§ EXERCISE GOAL: Below are entries; output exactly the lines from the one with "Target: woman in light blue shirt" to the one with "Target: stroller", both included, and nothing else.

§ GIVEN INFORMATION:
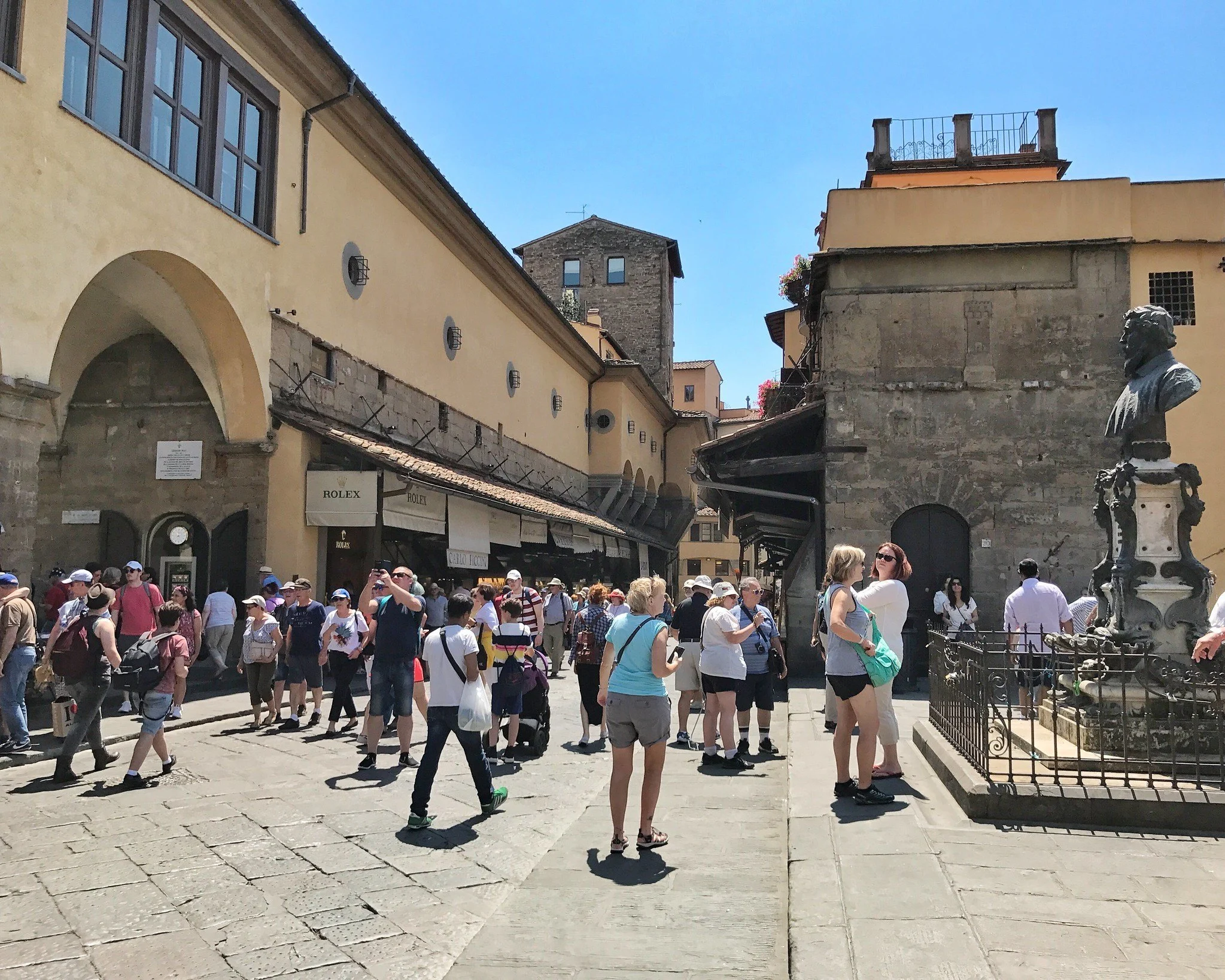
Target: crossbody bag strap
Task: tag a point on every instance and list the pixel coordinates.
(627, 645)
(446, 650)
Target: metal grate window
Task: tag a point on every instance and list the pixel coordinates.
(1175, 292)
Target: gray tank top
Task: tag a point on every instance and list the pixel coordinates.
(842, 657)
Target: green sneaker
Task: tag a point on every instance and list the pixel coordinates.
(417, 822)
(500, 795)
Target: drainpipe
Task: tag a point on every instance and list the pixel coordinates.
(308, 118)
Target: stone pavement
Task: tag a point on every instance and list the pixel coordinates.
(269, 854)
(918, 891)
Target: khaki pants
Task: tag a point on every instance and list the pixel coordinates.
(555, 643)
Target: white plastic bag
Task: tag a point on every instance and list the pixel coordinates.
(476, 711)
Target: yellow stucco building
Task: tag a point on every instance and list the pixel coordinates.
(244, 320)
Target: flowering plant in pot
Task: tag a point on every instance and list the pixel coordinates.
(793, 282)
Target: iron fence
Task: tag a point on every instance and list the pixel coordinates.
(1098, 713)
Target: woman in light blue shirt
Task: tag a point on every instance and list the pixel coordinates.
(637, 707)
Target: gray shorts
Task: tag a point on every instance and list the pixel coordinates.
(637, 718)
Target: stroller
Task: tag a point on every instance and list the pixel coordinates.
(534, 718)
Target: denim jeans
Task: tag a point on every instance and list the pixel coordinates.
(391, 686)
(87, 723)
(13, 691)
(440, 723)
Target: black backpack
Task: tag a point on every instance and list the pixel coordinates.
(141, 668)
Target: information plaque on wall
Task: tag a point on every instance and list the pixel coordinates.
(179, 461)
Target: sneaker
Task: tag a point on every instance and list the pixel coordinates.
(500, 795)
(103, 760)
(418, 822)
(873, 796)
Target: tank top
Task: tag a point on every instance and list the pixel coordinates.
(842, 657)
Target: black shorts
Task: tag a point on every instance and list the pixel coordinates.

§ TASK RESULT:
Target: woman in light blue shirt
Task: tag a point on every instance and list the pixel coordinates.
(637, 707)
Target: gray shorts
Task: tag a point on every instance and list the pixel coordinates.
(637, 718)
Target: stroller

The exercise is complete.